Obiettivo dell'esercizio:
Per favore, indica se ogni affermazione concorda con il testo estratto, rispondendo sì o no e citando alla lettera le parole del testo che lo stabiliscono. (a) Lo spettacolo ha aperto la stagione del Piccolo Teatro del Giullare. (b) L'allestimento è firmato da Carlo Roselli. (c) È la madre a mandare Katherine in Baviera.

Testo estratto:
↓↓↓

“Ma così si veste una puttana!”, pensa Virginia Woolf,
quando la vede per la prima volta, considerandola simile a un “gatto solitario,
osservatore”. Eppure le anime in fiamme si riconoscono e l’autrice di “Gita al faro”
le proporrà di pubblicare una delle sue opere più famose, “Preludio”,
attraverso la propria casa editrice. A Katherine Mansfield è dedicato “Ho
sentito il bisogno di dirlo a qualcuno”, lo spettacolo, che ha inaugurato la
stagione del Piccolo Teatro del Giullare, di cui la protagonista Francesca Pica
cura l’elaborazione drammaturgica, mentre le musiche originali e la
drammaturgia del suono portano la firma di Carlo Roselli; l’allestimento,
invece, è di Domenico Latronico. Francesca Pica si misura con un ruolo a lei
particolarmente congeniale, perché la totale generosità e l’acuto senso del
ritmo narrativo con cui sostanzia attese, ricordi, aspirazioni di colei che
desiderava essere “quante più donne possibili” conducono a un sagace equilibrio
tra ironia e dramma, tra ansia di vivere e solitudine. Le musiche di Roselli
non rappresentano una semplice colonna sonora, ma ampliano suggestioni di gesti
e parole, dando l’impressione che il cuore della Manfield sia sempre a nudo, anche nei rari
momenti in cui esce di scena. Tra stralci di racconti, pagine di diario, eventi
riletti finalmente con gli occhi di questa scrittrice e non dei benpensanti che
non le hanno mai perdonato nulla, prende corpo una biografia emotiva, in cui il
desiderio di esprimersi senza filtri è stato pagato molto caro, perché, come
Katherine dice a se stessa, “Hai passato tutta la vita a scrivere, a
innamorarti”. La leggerezza con cui questa figura ha lasciato il segno non è
meno presente, nella pièce, della sua passionalità: per questo entra in scena
come se il vento la muovesse insieme al suo grazioso ombrellino, mentre
pronuncia i tanti nomi che ha voluto darsi nel corso degli anni (chi ha preteso
di legarla a un nome solo, cioè a un ruolo, è rimasto deluso). Il vento è
incostante, inafferrabile, tenace, proprio come questa donna, pronta a spazzare
via le comode certezze borghesi fin da giovanissima, quando il suo attaccamento
all’amica di sempre, Ida Baker, induce la madre a spedirla in Baviera “per
appetiti sessuali non conformi”. Non sono certo le costrizioni a scoraggiarla
dal tuffarsi nelle cose, che sia la cerchia di amici della Woolf o il maestoso
paesaggio dei Maori, dove risonanze profonde le resteranno sotto la pelle.

↑↑↑

Dati forniti:
↓↓↓

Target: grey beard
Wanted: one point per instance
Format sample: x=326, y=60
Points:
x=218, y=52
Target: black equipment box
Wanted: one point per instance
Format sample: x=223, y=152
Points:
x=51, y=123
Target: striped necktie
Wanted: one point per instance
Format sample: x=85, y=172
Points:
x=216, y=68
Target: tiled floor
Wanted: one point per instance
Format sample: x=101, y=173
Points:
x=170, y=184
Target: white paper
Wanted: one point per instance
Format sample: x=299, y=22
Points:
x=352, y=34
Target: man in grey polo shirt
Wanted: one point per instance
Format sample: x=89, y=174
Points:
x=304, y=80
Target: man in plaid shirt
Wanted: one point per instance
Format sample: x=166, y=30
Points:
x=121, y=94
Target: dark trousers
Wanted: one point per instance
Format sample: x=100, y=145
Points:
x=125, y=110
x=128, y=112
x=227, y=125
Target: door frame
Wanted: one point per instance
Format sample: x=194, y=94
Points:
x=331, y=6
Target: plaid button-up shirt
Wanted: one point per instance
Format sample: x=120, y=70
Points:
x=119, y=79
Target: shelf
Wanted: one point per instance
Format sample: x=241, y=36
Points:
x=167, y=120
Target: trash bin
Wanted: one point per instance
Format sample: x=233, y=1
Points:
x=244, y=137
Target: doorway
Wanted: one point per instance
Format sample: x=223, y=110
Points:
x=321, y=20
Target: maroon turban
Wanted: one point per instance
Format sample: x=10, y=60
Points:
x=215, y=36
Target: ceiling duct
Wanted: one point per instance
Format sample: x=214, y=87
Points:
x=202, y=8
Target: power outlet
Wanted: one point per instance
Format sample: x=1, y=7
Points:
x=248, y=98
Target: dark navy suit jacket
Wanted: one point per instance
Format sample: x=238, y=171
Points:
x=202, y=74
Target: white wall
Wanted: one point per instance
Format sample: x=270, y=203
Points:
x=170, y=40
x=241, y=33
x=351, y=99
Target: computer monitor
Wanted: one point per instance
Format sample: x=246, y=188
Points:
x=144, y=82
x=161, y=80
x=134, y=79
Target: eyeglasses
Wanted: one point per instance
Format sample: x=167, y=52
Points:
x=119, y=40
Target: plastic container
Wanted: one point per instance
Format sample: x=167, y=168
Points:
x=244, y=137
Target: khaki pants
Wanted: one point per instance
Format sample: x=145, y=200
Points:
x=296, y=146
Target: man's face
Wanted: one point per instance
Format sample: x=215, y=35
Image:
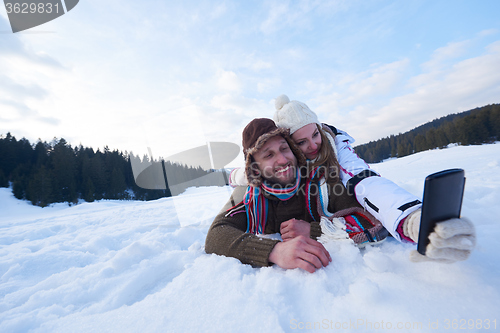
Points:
x=276, y=161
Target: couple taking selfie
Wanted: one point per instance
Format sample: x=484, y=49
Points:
x=303, y=181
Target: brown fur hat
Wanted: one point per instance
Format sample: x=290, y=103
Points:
x=255, y=136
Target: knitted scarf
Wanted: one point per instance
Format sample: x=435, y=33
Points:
x=256, y=203
x=322, y=189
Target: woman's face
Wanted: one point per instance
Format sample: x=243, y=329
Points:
x=308, y=139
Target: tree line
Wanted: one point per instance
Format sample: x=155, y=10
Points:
x=45, y=173
x=477, y=126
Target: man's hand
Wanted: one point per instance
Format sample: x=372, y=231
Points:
x=294, y=228
x=300, y=252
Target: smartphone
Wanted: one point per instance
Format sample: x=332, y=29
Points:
x=443, y=195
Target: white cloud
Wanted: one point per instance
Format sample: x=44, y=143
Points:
x=467, y=84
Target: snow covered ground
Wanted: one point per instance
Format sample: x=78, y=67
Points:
x=114, y=266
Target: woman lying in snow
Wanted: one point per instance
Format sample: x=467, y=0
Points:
x=397, y=209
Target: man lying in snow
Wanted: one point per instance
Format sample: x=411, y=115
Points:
x=285, y=197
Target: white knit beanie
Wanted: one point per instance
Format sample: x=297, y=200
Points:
x=293, y=115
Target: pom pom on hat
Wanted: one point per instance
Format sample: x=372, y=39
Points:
x=293, y=114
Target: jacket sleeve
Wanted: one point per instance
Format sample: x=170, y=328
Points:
x=227, y=236
x=385, y=200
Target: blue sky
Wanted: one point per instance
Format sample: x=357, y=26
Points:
x=172, y=75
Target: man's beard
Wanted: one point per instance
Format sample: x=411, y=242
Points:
x=277, y=182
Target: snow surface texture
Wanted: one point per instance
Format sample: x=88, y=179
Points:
x=128, y=266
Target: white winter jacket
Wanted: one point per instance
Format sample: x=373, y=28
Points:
x=385, y=200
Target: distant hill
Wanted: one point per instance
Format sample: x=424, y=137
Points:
x=477, y=126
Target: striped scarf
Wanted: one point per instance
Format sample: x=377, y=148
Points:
x=256, y=204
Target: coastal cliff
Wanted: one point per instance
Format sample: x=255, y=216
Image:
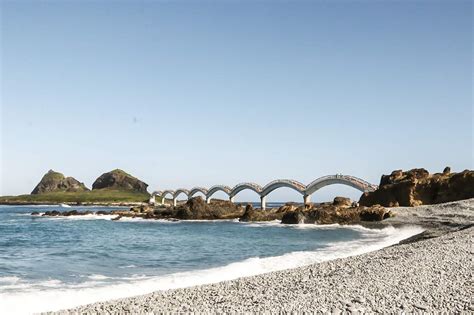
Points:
x=419, y=187
x=113, y=188
x=56, y=182
x=119, y=180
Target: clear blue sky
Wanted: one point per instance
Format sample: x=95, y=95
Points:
x=199, y=93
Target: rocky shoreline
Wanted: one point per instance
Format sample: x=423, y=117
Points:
x=425, y=276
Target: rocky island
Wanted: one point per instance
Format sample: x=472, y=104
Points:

↑↑↑

Risposta scritta:
(a) Sì: “ha inaugurato la stagione del Piccolo Teatro del Giullare”.
(b) No: “l’allestimento, invece, è di Domenico Latronico”.
(c) Sì: “induce la madre a spedirla in Baviera”.